### CONSEGNA 1
Indica se ciascuna affermazione concorda con il brano sul dialetto: (a) il dialetto lombardo è censito dall'Unesco tra le lingue in pericolo; (b) parlare dialetto ai figli impedisce loro di imparare l'italiano; (c) un linguaggio comincia a ritirarsi quando viene ripudiato. Rispondi sì o no e cita le parole del brano che lo stabiliscono.
### CONSEGNA 2
Trascrivi fedelmente la parte del brano sul dialetto che va da "Ma questa ‘crociata" a "come un ghiacciaio.".

### BRANO PROPOSTO
⟨
Ma questa ‘crociata per il dialetto’ non ti pare una cosa un po’ nostalgica, di retroguardia? Del tipo ‘Ah, come stavamo bene una volta, signora mia’? O peggio ancora, una roba da ‘prima i nostri’?

Macchè! Amare il dialetto non significa mica guardar sempre dietro alle spalle, neanche alla mia età! Si tratta di una lingua che continua a evolvere: certi nomi di utensili che si usavano un secolo fa non li ricordiamo nemmeno più, ma un sacco di gente dice cose come “spécia ca vèrdi l’internèt”. Finché si parla, la lingua resta viva e ci permette di andare nel futuro senza che sia tutto informe e omogeneizzato, senz’anima. È solo quando un linguaggio si ripudia che inizia a ritirarsi, come un ghiacciaio.

In effetti il dialetto lombardo è censito tra le lingue in pericolo dall’Unesco. Negli ultimi decenni si direbbe che sia stato un po’ snobbato in favore dell’italiano, lingua vista anche come status symbol di una presunta emancipazione culturale. Col rischio, magari, di fermarsi a metà del guado, con in bocca una sorta di italiano sghembo, dialettizzato.

Infatti! Per anni abbiamo sentito dire ai ragazzini ‘non parlare il dialetto, sennò non impari l’italiano’. Invece non è vero niente: se ai figli parli dialetto e fai imparare loro anche l’italiano cresceranno bilingui, come in fondo siamo già noi ticinesi. Ed essere bilingui li aiuterà anche a impararne altre, di lingue.

‘Lingua’, ‘dialetto’: usi questi termini in modo intercambiabile. Senza entrare in questioni di lana caprina, non ci vedi una differenza?
⟩
### MATERIALE FORNITO
⟨
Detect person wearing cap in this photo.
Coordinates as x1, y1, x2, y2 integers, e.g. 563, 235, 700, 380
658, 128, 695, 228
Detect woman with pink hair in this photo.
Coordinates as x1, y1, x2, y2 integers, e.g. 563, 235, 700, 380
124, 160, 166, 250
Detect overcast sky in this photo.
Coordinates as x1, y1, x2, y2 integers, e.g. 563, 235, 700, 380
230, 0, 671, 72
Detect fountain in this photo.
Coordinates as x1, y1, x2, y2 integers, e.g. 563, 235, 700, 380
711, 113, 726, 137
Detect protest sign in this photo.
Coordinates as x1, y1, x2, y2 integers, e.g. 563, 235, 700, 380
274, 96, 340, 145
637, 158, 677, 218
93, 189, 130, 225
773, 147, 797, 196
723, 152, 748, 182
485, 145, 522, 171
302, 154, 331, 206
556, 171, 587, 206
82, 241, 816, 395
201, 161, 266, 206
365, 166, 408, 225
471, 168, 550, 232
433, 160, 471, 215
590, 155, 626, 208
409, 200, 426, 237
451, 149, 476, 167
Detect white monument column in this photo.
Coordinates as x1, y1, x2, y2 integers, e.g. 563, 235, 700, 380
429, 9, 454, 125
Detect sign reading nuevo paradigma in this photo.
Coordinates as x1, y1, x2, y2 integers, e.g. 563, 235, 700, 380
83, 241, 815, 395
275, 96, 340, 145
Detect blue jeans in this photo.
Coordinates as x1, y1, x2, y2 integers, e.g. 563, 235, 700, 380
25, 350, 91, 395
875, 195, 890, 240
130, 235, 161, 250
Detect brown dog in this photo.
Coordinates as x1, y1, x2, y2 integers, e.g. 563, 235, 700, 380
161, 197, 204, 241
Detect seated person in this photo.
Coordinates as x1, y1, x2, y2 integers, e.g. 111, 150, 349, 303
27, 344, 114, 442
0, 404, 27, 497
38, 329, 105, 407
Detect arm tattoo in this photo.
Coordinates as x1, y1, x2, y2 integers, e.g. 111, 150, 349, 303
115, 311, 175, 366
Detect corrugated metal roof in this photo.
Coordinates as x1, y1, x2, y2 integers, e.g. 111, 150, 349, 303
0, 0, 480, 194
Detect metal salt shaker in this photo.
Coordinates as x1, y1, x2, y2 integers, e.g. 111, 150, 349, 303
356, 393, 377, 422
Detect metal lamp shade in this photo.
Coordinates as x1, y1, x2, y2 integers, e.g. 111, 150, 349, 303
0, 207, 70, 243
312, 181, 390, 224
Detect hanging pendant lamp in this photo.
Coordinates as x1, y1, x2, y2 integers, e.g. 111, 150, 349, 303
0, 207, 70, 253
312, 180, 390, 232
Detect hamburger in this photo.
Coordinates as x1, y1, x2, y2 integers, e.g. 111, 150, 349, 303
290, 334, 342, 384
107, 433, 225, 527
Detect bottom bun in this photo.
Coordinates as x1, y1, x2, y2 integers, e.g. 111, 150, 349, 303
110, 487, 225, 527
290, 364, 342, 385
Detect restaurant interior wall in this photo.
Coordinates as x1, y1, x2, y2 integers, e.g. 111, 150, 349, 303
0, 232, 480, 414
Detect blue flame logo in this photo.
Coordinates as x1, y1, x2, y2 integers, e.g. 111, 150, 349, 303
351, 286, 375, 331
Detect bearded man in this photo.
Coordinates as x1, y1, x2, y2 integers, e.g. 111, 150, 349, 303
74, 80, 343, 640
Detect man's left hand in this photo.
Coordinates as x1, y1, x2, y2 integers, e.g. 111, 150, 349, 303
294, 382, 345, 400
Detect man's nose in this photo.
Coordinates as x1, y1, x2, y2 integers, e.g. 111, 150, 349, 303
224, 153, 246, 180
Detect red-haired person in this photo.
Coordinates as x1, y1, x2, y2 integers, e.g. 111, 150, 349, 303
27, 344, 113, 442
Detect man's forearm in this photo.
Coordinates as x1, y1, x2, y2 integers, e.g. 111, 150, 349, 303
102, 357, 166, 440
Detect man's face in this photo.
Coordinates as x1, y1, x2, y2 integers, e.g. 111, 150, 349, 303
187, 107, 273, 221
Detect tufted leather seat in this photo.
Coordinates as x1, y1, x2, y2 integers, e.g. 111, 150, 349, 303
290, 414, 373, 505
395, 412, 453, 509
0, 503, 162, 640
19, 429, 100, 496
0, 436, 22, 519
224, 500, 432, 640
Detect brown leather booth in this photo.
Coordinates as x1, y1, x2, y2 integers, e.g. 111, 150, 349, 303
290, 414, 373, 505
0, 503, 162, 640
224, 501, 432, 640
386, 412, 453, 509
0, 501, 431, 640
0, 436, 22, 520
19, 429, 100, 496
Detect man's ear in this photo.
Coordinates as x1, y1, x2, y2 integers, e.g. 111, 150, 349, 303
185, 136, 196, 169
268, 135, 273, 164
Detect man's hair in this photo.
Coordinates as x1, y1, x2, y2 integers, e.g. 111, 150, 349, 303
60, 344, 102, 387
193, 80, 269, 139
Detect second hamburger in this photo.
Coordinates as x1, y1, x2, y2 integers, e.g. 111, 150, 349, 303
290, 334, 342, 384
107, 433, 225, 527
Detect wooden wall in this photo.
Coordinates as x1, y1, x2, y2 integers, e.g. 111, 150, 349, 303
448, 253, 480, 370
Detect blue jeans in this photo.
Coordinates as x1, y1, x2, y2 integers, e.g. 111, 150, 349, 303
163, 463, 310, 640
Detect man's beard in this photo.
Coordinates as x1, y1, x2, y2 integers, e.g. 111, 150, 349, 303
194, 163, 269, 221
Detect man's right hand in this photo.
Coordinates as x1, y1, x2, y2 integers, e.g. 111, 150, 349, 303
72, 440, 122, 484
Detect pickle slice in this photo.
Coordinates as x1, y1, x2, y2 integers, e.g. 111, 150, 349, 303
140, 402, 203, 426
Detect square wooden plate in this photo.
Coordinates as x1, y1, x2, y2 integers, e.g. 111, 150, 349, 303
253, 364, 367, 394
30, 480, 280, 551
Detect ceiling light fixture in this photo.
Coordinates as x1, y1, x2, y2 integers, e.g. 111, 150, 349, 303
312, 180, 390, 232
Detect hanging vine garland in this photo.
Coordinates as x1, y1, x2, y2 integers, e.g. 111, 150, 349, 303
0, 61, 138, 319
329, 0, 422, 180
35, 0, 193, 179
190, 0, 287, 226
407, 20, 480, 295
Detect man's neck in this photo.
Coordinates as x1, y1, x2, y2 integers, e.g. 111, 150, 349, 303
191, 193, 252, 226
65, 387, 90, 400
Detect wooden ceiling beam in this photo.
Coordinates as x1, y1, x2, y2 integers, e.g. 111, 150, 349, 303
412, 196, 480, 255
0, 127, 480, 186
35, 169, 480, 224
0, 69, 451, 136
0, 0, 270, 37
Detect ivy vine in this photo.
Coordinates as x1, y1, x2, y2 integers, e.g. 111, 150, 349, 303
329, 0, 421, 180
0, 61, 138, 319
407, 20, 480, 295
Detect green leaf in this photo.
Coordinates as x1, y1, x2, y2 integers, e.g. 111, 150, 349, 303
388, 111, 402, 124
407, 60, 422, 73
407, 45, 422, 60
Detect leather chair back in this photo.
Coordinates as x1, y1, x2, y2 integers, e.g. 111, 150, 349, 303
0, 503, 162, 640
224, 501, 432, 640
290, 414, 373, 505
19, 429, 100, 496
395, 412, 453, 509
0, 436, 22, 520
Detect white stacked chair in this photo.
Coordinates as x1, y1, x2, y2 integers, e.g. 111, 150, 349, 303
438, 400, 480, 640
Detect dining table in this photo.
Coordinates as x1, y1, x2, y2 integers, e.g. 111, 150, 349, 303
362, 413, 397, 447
⟩
### RISPOSTA ATTESA 1
(a) Sì: "il dialetto lombardo è censito tra le lingue in pericolo dall’Unesco".
(b) No: "Invece non è vero niente: se ai figli parli dialetto e fai imparare loro anche l’italiano cresceranno bilingui".
(c) Sì: "È solo quando un linguaggio si ripudia che inizia a ritirarsi, come un ghiacciaio".

### RISPOSTA ATTESA 2
Ma questa ‘crociata per il dialetto’ non ti pare una cosa un po’ nostalgica, di retroguardia? Del tipo ‘Ah, come stavamo bene una volta, signora mia’? O peggio ancora, una roba da ‘prima i nostri’?

Macchè! Amare il dialetto non significa mica guardar sempre dietro alle spalle, neanche alla mia età! Si tratta di una lingua che continua a evolvere: certi nomi di utensili che si usavano un secolo fa non li ricordiamo nemmeno più, ma un sacco di gente dice cose come “spécia ca vèrdi l’internèt”. Finché si parla, la lingua resta viva e ci permette di andare nel futuro senza che sia tutto informe e omogeneizzato, senz’anima. È solo quando un linguaggio si ripudia che inizia a ritirarsi, come un ghiacciaio.